__Job__
Copy out, unchanged, the lines of the items below that start with the line containing "Practice. Put a pin on the reflection" and run through the last line of the items.

Dataset items on where objects appear
+ + + +
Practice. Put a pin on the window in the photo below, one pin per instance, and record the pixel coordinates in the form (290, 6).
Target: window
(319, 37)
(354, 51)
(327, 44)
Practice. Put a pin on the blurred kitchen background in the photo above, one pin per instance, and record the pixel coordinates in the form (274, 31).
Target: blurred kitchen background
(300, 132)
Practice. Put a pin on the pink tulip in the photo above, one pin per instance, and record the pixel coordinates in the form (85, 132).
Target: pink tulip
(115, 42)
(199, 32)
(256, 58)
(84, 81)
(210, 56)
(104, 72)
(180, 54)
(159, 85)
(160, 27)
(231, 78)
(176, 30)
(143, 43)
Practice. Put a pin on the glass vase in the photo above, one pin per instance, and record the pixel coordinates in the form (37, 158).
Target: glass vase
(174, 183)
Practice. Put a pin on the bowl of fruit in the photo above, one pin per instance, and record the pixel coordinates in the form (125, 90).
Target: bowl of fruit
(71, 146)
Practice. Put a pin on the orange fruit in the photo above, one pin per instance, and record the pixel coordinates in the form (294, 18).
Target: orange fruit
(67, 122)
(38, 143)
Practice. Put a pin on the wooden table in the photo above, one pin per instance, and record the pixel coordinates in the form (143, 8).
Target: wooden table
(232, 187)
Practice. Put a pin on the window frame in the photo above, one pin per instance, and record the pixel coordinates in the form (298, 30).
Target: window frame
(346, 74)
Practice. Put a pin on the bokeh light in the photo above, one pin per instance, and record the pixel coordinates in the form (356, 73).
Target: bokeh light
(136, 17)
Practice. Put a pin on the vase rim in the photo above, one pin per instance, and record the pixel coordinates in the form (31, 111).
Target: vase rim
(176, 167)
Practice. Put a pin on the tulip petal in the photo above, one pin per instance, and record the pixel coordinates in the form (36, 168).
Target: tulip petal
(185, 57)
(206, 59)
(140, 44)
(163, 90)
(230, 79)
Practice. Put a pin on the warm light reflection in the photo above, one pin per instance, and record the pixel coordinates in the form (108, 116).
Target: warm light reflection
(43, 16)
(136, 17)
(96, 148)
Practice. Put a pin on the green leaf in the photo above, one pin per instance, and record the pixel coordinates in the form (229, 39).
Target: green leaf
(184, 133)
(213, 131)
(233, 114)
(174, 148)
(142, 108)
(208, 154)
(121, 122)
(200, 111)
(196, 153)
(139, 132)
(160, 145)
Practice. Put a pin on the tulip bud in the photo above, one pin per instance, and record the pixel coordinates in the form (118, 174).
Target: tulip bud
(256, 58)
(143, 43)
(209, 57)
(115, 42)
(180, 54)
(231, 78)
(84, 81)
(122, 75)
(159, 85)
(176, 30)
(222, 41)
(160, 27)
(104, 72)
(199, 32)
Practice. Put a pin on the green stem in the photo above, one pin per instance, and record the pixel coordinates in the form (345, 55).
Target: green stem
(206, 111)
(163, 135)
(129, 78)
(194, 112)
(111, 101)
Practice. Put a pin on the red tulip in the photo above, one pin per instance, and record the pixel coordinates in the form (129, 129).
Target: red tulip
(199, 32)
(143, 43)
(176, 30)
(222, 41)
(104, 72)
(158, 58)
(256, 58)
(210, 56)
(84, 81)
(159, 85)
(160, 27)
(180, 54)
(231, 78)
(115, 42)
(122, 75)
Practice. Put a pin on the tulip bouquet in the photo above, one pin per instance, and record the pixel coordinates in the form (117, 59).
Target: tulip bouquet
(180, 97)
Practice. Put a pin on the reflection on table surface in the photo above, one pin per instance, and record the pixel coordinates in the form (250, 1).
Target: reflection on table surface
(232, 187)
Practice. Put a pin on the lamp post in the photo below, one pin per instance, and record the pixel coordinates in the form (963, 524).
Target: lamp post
+ + + +
__Exercise output__
Practice. Put a pin on the reflection on table surface in the photo above, one pin per instance, and record the pixel coordinates in the form (250, 1).
Target: reflection on table surface
(232, 187)
Practice. Put a pin on the lamp post in the photo below, one pin per instance, and record the pixel coordinates in the form (963, 524).
Target: lamp post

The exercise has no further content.